#### AIM OF THE EXERCISE:
Pull out every line of the data below that contains the string "tire", and match the case exactly.

___ EXERCISE INPUTS

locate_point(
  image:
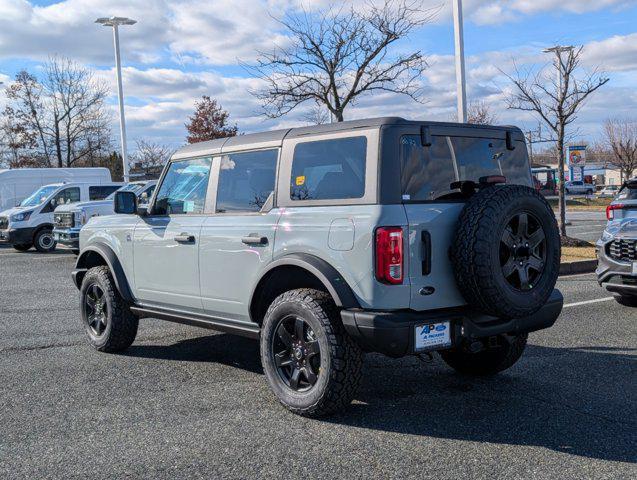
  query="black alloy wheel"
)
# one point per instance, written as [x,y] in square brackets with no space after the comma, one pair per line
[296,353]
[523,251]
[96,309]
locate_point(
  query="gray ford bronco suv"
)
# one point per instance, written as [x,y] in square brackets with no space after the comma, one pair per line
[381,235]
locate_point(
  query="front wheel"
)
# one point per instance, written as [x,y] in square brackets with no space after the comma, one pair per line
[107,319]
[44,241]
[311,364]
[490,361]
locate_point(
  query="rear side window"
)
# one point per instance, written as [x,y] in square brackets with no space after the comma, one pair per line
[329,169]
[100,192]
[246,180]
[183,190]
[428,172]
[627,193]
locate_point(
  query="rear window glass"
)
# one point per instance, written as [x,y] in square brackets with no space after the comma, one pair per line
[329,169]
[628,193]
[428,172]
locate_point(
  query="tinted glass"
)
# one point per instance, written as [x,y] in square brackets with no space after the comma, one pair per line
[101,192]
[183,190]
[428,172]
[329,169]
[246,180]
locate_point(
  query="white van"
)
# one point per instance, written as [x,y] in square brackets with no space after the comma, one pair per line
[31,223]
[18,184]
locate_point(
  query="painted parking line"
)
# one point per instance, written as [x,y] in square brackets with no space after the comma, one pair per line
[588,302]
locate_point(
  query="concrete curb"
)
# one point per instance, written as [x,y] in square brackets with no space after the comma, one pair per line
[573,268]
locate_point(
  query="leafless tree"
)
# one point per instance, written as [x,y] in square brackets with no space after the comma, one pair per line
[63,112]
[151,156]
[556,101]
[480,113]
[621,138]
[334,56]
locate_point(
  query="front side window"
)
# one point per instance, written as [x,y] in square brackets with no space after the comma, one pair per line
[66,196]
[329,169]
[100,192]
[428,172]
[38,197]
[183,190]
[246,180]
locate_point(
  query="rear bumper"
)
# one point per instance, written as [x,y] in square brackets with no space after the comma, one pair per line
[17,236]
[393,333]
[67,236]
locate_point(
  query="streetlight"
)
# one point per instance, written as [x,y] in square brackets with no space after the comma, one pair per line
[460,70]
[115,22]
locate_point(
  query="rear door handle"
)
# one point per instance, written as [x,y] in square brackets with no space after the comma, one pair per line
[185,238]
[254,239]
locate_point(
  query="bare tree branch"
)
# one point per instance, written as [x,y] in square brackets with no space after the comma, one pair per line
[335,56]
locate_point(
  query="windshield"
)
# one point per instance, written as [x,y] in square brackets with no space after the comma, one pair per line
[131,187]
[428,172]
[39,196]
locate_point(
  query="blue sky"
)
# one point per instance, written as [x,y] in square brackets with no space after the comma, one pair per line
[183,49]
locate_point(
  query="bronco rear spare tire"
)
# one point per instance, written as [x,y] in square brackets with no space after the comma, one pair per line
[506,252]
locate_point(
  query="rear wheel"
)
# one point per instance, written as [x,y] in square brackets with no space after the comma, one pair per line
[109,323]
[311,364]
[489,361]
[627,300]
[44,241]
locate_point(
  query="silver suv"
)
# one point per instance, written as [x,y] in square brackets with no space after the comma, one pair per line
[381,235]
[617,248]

______
___ EXERCISE INPUTS

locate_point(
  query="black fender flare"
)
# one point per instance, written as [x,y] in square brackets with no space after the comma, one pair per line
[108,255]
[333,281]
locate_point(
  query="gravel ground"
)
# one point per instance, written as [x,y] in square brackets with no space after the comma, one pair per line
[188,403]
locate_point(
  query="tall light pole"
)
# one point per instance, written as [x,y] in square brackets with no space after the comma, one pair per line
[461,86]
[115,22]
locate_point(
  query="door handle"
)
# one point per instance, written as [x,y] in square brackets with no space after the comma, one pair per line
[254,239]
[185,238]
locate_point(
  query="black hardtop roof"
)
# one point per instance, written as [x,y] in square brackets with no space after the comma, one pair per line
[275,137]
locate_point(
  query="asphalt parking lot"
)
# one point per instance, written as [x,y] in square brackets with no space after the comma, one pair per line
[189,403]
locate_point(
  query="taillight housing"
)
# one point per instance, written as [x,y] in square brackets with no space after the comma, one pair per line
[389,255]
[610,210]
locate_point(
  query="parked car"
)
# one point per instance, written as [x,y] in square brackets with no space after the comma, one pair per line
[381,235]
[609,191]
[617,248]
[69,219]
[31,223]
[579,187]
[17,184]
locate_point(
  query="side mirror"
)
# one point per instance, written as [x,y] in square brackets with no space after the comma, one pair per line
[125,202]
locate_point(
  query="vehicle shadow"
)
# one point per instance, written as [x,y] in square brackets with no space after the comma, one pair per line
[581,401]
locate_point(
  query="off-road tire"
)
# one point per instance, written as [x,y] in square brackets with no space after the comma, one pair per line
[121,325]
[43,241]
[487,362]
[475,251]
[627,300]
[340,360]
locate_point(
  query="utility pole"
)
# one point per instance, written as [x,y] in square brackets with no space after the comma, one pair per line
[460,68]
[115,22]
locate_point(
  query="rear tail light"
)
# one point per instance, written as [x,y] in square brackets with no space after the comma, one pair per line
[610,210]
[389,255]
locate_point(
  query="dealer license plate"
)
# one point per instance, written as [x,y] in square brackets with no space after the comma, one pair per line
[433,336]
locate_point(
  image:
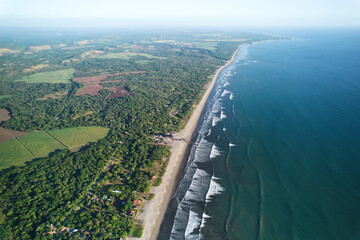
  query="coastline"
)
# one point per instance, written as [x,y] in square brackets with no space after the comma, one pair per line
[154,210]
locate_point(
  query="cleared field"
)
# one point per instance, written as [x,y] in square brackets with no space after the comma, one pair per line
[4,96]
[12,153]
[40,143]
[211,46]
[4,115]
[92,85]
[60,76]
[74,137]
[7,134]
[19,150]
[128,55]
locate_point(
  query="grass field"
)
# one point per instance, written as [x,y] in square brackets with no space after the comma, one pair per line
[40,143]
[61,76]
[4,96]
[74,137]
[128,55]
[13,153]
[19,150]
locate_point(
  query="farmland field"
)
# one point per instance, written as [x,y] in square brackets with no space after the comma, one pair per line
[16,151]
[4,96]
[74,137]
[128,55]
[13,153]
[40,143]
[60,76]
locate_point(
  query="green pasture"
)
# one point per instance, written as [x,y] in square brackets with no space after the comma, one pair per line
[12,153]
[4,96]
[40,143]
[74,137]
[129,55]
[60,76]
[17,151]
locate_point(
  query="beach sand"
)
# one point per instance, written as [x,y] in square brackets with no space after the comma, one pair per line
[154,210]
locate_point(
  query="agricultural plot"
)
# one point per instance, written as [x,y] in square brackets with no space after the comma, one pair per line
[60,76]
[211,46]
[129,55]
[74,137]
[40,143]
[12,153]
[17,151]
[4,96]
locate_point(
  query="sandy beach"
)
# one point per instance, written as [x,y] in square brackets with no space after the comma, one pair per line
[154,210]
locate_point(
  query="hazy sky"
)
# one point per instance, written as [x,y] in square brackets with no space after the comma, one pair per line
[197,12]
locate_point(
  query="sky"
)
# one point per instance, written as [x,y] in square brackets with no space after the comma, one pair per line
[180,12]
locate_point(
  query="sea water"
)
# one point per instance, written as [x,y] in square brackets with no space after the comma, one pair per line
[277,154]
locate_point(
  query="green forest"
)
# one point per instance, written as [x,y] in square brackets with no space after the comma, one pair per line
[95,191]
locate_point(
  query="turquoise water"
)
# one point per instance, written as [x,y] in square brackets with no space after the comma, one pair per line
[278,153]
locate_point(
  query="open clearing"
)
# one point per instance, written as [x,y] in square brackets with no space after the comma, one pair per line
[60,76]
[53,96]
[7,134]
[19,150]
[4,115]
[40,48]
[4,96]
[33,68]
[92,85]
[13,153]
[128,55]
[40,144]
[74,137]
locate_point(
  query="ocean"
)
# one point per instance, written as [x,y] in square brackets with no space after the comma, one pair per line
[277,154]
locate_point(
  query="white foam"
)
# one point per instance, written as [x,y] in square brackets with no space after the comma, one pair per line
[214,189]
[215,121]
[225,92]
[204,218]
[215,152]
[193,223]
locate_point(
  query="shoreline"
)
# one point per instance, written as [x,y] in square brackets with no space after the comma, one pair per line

______
___ EXERCISE INPUTS

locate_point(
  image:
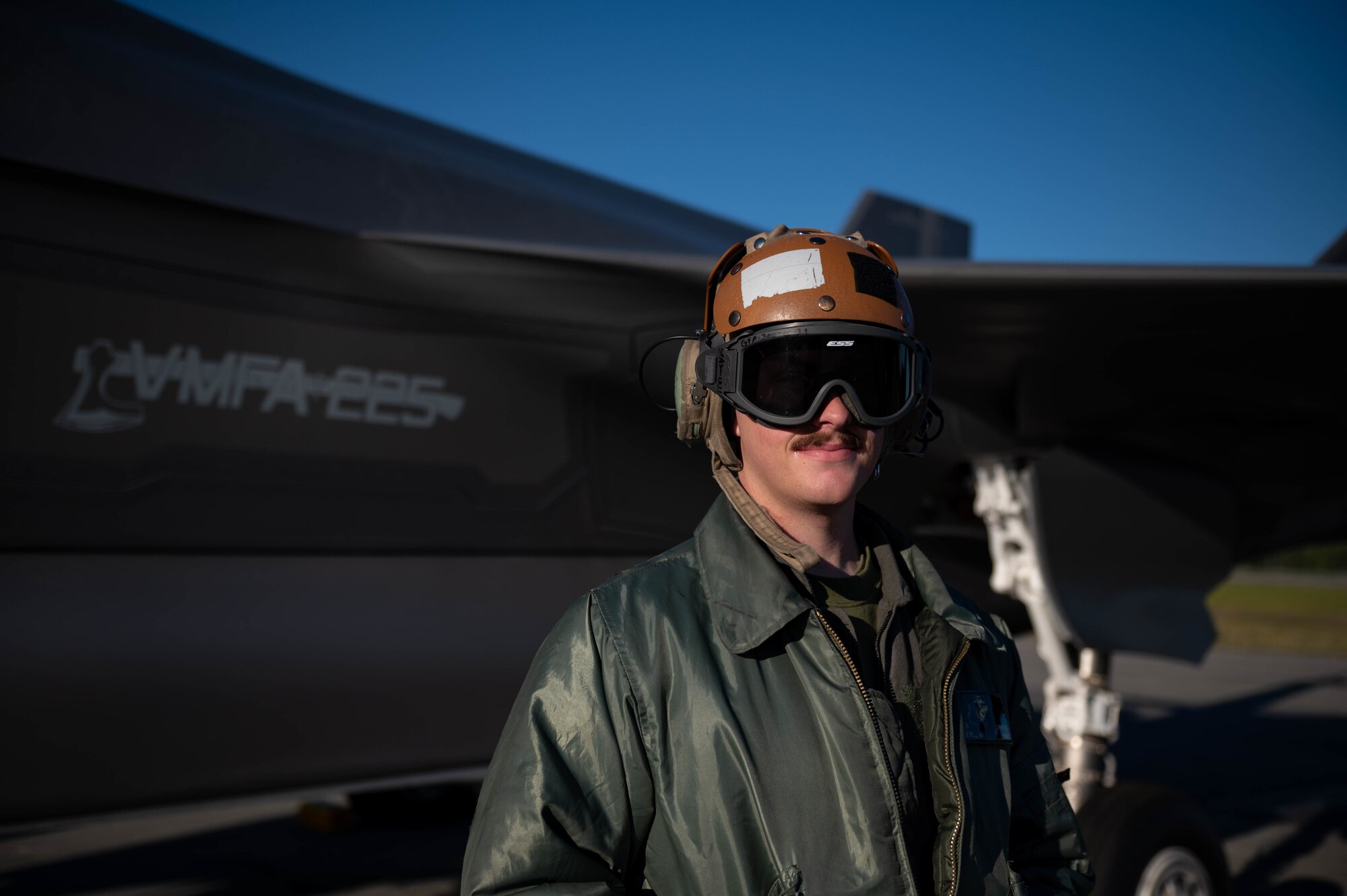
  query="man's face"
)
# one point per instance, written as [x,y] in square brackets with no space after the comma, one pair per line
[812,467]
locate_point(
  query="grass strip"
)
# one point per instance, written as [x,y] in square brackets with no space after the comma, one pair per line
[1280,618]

______

#### EXERCISE RESULT:
  query="bronco rear spare tire"
  query="off-road tire"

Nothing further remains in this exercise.